*Try it*
Word for word, restate the records that come next, omitting the images.

*Extracted material*
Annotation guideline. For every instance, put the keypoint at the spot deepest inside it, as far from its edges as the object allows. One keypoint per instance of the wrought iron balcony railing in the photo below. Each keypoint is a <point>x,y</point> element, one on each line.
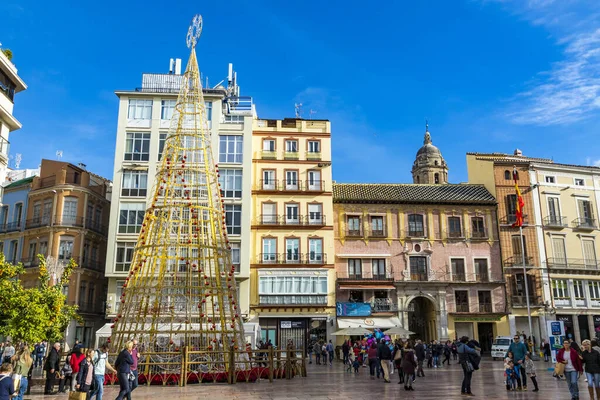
<point>555,221</point>
<point>572,263</point>
<point>292,258</point>
<point>585,223</point>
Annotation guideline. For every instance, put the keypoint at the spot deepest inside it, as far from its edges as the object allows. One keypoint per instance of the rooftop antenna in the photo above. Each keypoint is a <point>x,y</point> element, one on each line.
<point>298,108</point>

*Output for this exercise*
Annotation guideline. For every instance, put the keypoint at the spot deepest inside it, as far from its edges as the object allows. One keypoint per instance of the wrought iron balcony railing in the photo below. Each keypoint is a <point>x,y</point> element, one on each line.
<point>555,221</point>
<point>572,263</point>
<point>292,258</point>
<point>585,223</point>
Annotation guideline. For every instance, put the keypoint at the spot deepest inside it, as far from its edges as the object allows. One keypoint per instance of the rooftop antenna in the photo above. Each keypoint is a <point>x,y</point> element, one on each line.
<point>298,108</point>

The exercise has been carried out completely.